# EXERCISE INSTRUCTIONS
Write out the full set of records below exactly.

>> Start PROVIDED RECORDS

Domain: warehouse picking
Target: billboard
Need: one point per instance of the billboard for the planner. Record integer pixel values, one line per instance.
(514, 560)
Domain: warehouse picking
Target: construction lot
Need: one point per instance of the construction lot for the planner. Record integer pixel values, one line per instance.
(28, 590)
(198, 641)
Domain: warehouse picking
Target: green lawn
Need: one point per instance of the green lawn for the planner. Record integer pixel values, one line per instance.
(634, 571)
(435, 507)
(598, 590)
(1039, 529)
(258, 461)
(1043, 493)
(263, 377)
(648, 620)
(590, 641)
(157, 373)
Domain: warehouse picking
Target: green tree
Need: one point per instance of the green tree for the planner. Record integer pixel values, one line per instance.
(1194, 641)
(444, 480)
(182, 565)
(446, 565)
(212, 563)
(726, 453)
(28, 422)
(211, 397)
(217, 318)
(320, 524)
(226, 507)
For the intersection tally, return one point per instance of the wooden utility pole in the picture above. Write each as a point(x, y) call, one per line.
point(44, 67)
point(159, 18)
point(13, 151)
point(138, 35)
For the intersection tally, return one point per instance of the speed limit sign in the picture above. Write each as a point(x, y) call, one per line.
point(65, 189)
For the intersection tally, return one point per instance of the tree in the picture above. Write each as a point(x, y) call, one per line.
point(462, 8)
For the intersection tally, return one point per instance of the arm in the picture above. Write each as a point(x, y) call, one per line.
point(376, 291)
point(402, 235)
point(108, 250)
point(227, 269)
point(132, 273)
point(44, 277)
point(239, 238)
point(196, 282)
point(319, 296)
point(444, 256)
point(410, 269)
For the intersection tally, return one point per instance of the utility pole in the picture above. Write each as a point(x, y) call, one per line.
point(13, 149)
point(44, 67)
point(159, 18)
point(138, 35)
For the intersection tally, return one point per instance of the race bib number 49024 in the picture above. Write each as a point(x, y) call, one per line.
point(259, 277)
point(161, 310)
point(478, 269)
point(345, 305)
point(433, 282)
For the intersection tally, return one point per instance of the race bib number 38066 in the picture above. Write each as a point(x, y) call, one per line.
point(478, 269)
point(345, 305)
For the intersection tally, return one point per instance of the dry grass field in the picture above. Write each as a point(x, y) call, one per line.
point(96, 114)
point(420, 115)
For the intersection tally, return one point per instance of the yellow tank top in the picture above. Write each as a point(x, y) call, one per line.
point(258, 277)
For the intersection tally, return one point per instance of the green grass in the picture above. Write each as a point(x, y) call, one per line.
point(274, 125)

>> End PROVIDED RECORDS

# RESPONSE BELOW
Domain: warehouse picking
Target: billboard
Need: one point per instance of the billboard for the planner. Record integer pixel values, one line per instance.
(514, 560)
Domain: warehouse picking
Target: construction lot
Need: one point per instance of the construction lot for the planner. Record integer pixel values, one line per instance.
(28, 590)
(198, 641)
Domain: warehouse picking
Target: green lawn
Need: one point per instance of the green lawn for the planner. Record integer pixel values, one line per instance.
(634, 571)
(435, 507)
(598, 590)
(1039, 529)
(258, 461)
(1043, 493)
(263, 377)
(648, 620)
(590, 641)
(157, 373)
Domain: warehouse picking
Target: green tree
Need: one point per instance of the green tree for the planner. Record integer pixel values, one line per instance.
(1194, 641)
(444, 480)
(182, 565)
(446, 565)
(212, 563)
(726, 453)
(28, 422)
(211, 397)
(217, 318)
(320, 524)
(226, 507)
For the intersection tally, return one point per instance of the wooden utility pole in the picture above. Write each as a point(x, y) call, one per line.
point(44, 67)
point(159, 18)
point(13, 151)
point(138, 35)
For the intersection tally, return one point per instance of the speed limit sign in the picture above. Write each as a point(x, y) call, one per line.
point(65, 189)
For the intersection tally, return one point per instance of the tree in the picture above. Write each as a point(x, y) call, one per line.
point(462, 8)
For the intersection tally, return one point per instance of the arm in the picture above. Write each as a point(x, y) call, one per line.
point(376, 291)
point(402, 235)
point(108, 250)
point(227, 269)
point(132, 273)
point(44, 277)
point(239, 238)
point(196, 282)
point(319, 296)
point(444, 256)
point(410, 269)
For the intersection tally, return one point per instance of the utility pole in the picture above. Write each as a point(x, y) call, one per line.
point(13, 149)
point(44, 67)
point(159, 18)
point(138, 35)
For the intersection tally, return one point per instance of the race bib number 49024 in the picture above. Write each as a point(x, y) call, one per line.
point(259, 277)
point(161, 310)
point(478, 269)
point(345, 305)
point(433, 282)
For the intersection tally, return one point per instance of the race bib number 38066 in the picture above. Write each as a point(x, y) call, one per line.
point(478, 269)
point(345, 305)
For the intersection tally, return one point per instance of the dry grass field in the picture above. Write each as a point(x, y) call, one per line.
point(96, 114)
point(420, 115)
For the intersection tally, return one point per instance of the yellow tank top in the picture above. Write each as a point(x, y) call, one per line.
point(258, 277)
For the intersection tally, return one point per instance of the green grass in the picture above. Write each as a point(x, y) call, one per line.
point(274, 125)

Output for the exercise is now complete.